## [Excerpted text]
★ ★ ★ ★ ★ ★ ★
Quick Guide to Connecticut Probate Court
Connecticut Probate Court
The Connecticut Probate Court is both immense and involved in numerous issues outside of wills and estates. The CT Probate Court has very specific guidelines for numerous types of services, and these guidelines can be found under the judicial branch of the state government.
The state of Connecticut has separate courts for probate issues. You can also find a listing of names, addresses, phone numbers, and fax numbers of judges and particular districts under the State of Connecticut’s Judicial Branch Directory.
What do Probate Courts have Jurisdiction Over?
Probate courts are generally associated with overseeing trusts and estates. The courts will help in probating wills while determining the legal beneficiaries of real and personal property. The courts will also help clear away any discrepancies within a will or trust.
★ ★ ★ ★ ★ ★ ★
## [Required actions]
• a. In the Connecticut probate court guide, where can a listing of judges' and districts' names, addresses, phone numbers, and fax numbers be found?
• b. Carry on the Connecticut probate court guide from its last sentence, keeping its plain informational tone.

## [Given information]
★ ★ ★ ★ ★ ★ ★
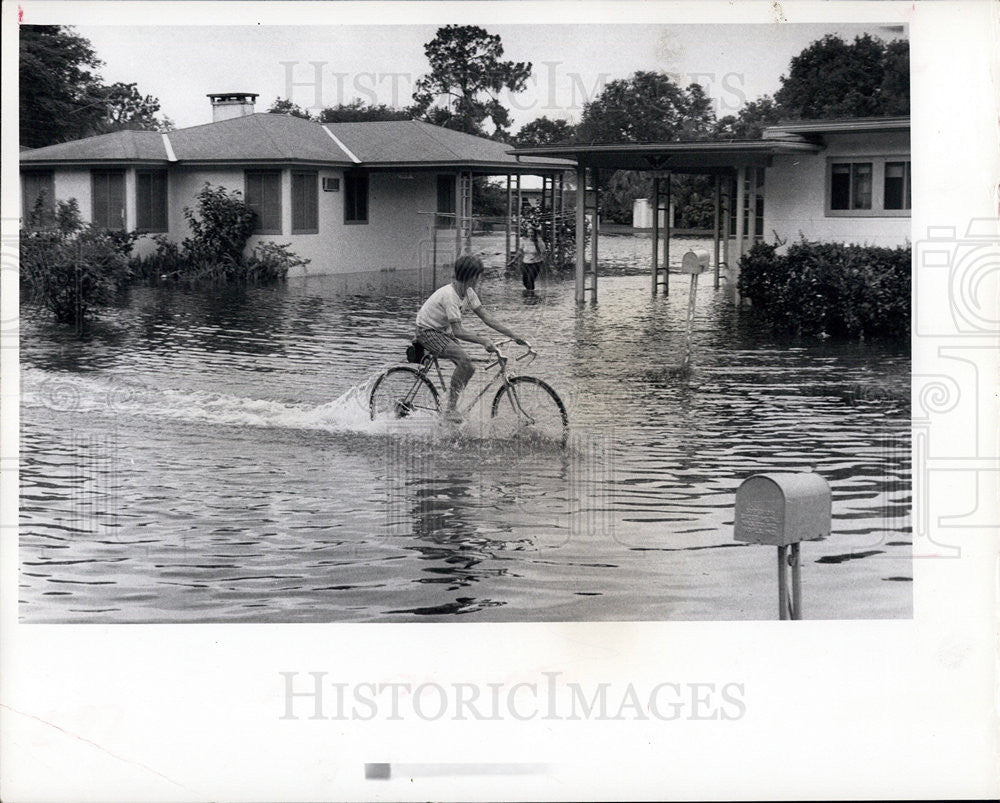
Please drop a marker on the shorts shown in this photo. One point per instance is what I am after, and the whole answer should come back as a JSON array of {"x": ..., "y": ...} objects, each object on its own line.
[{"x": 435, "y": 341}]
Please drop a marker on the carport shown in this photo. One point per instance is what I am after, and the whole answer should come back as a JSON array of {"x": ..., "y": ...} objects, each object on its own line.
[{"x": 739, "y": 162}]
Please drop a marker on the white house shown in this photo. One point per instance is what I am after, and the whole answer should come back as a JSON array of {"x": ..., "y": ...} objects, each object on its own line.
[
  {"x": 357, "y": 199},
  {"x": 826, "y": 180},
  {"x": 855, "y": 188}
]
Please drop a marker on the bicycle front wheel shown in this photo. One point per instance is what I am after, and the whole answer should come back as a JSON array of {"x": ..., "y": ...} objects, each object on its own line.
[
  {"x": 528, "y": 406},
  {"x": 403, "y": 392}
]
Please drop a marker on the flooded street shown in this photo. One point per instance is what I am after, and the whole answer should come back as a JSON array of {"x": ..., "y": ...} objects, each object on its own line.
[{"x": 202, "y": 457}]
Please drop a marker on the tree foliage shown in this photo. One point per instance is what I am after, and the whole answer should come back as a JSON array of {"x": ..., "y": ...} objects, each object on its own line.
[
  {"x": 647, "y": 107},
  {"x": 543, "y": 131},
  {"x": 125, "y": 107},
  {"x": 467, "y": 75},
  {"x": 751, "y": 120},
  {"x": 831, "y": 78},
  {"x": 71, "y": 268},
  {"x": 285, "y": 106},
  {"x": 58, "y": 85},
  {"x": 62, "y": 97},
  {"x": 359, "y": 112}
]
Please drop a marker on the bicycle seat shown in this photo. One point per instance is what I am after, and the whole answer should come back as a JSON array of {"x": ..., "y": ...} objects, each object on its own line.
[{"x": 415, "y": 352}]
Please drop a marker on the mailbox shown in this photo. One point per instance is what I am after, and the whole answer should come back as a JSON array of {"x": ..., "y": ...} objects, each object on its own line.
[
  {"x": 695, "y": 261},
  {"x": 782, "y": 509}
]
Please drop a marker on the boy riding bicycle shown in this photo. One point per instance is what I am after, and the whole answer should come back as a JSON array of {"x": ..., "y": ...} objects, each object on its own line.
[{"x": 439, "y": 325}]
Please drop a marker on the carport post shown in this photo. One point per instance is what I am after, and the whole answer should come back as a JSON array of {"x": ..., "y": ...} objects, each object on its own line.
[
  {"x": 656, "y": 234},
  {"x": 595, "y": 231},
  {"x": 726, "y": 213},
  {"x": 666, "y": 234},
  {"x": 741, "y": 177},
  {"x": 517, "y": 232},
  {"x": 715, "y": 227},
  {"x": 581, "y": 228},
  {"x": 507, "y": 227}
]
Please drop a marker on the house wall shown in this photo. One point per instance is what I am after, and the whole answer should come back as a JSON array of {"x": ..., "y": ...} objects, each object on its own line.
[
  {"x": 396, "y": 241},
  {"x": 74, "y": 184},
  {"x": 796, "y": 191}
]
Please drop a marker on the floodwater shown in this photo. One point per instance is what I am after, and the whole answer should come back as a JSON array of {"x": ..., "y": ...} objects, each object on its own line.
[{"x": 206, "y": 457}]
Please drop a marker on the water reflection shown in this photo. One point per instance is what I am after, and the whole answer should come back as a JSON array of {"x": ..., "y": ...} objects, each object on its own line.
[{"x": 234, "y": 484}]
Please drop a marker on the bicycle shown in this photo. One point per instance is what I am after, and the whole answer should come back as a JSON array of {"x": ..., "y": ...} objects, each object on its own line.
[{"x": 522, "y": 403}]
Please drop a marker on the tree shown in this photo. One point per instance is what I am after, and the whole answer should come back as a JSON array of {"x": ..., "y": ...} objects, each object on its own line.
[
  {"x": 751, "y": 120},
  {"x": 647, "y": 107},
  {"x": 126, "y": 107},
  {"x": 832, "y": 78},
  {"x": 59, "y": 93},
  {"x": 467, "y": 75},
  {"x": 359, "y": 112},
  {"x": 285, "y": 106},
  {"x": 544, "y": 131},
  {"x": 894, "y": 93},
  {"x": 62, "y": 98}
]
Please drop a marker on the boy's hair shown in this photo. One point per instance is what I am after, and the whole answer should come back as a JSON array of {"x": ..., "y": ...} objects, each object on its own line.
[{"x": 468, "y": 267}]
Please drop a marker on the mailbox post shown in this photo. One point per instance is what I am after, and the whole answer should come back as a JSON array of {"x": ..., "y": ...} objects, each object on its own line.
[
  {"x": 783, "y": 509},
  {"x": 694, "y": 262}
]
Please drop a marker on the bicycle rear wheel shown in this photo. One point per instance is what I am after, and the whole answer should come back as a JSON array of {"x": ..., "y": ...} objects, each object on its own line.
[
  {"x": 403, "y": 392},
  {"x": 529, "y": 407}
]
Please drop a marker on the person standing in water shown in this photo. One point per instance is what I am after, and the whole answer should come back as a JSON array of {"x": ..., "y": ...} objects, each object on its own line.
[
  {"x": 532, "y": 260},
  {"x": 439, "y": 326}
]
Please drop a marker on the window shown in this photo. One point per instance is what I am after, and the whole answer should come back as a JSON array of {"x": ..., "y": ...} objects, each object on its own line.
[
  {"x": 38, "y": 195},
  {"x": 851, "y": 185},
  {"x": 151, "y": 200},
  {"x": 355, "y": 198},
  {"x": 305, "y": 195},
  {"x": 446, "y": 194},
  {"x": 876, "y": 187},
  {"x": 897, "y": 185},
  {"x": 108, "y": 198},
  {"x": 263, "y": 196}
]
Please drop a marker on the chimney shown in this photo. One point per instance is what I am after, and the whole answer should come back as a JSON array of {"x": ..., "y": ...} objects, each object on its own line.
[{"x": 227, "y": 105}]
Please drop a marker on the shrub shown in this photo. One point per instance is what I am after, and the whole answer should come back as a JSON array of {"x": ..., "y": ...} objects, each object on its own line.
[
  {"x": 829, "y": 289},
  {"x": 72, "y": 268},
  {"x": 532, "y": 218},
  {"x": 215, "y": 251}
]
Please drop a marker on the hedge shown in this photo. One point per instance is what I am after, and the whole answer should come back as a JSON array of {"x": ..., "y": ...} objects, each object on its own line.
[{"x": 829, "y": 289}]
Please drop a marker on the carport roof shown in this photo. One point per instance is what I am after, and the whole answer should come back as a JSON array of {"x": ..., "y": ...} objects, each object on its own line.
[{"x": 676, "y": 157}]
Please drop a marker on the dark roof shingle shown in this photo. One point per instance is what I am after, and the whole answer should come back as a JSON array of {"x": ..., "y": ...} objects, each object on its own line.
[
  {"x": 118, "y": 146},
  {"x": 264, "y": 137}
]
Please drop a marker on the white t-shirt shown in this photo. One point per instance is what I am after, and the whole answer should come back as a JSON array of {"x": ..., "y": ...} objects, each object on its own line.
★ ★ ★ ★ ★ ★ ★
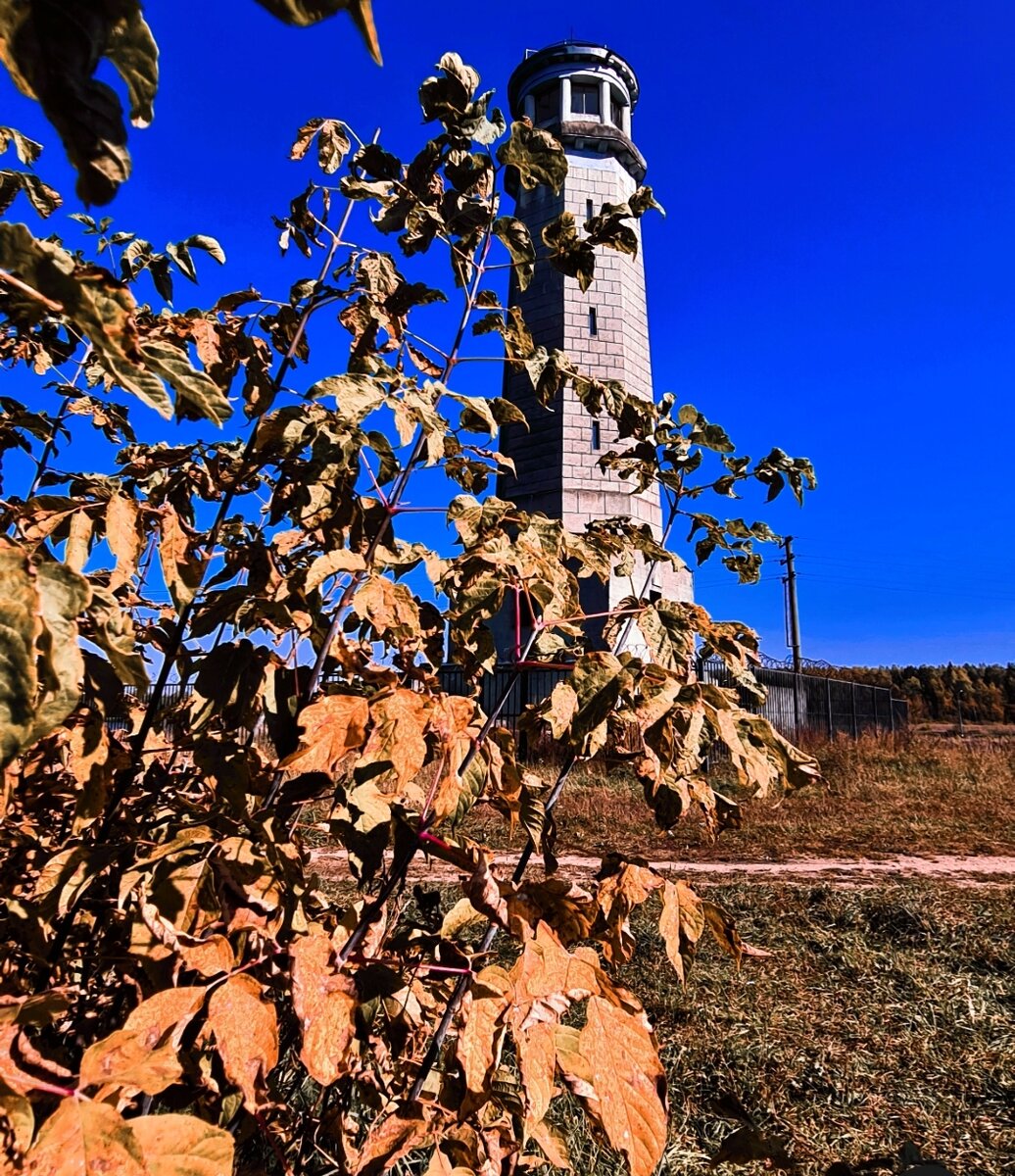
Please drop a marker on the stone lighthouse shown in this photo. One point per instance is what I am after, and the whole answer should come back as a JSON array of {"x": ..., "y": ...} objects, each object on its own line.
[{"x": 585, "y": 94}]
★ ★ ★ ★ ★ ★ ★
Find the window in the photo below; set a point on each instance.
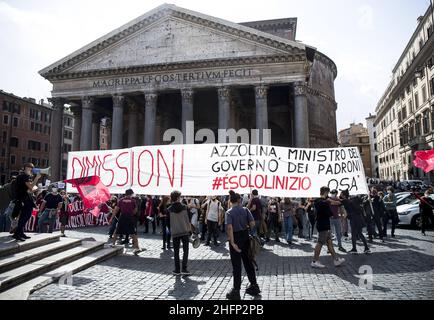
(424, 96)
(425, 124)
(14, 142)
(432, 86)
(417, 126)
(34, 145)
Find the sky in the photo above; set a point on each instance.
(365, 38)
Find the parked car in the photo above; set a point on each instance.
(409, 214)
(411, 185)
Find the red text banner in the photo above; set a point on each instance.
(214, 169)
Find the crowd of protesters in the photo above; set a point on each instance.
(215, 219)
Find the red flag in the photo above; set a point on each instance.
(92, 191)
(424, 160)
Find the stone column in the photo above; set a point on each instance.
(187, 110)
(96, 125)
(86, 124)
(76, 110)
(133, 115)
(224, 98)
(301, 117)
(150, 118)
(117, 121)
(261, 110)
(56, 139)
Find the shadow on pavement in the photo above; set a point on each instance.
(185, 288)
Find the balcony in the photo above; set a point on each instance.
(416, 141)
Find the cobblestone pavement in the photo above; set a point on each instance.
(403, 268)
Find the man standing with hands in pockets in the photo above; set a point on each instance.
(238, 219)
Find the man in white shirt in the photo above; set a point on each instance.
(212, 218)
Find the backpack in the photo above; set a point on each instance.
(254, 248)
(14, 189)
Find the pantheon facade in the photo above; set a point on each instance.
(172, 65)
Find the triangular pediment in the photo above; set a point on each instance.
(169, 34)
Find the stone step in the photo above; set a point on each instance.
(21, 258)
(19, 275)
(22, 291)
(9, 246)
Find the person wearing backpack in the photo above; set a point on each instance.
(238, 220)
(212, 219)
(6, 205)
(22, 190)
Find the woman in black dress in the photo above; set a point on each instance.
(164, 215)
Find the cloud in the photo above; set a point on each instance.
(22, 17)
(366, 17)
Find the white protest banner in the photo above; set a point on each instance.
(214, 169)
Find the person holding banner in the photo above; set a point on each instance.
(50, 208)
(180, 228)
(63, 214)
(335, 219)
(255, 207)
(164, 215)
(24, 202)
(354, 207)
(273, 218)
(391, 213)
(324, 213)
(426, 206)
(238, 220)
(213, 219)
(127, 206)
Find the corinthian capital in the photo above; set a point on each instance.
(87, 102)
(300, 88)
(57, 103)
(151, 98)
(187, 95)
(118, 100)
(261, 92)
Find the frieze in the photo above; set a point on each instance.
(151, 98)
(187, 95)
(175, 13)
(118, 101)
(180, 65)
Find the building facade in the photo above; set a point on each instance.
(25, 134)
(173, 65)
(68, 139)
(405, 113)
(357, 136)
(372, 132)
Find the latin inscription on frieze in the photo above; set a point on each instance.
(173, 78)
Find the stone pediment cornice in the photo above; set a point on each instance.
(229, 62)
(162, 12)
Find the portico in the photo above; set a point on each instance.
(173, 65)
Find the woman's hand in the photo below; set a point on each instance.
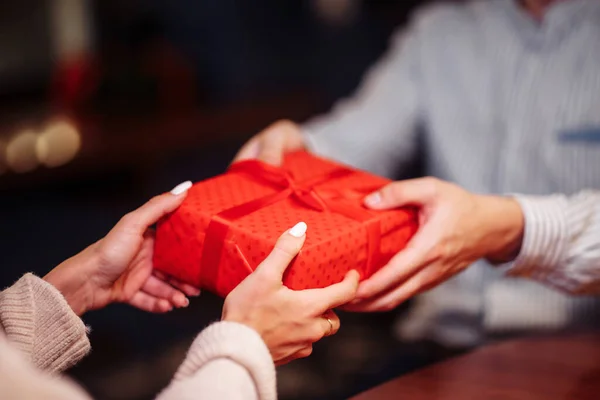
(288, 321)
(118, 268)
★ ★ ★ ★ ★ ★ ★
## [Answers per task]
• a. Under the State of Connecticut's Judicial Branch Directory.

• b.
However, probate courts are have jurisdiction over many more issues other than estates. Connecticut probate courts also oversee guardians and civil commitment and the following issure:
• Establishing the guardians of people with intellectual disability
• Approving the sterilizations of people with intellectual disability
• Establishing the guardian for a child
• Appointing the conservators for people incapable of self care or people with psychiatric conditions
• Placing people with severe psychiatric disabilities in a facility that provides the proper care
• Replacing the rights of people who could not own firearms due to their former or temporary mental health condition
The same courts oversee procedures for parents and other miscellaneous situations, such as:
• Removing a child from the custody of parents who fail to provide suitable living conditions
• Paternity claims of unwed fathers
• Granting adoptions
• Granting name changes
• Overseeing and either granting or removing permission for people to marry under the age of 18 if the parent or guardian is not a U.S. resident
• Helping people obtain passports
Since probate is usually associated with estate and will issues, the following sections will provide some details that are unique to Connecticut.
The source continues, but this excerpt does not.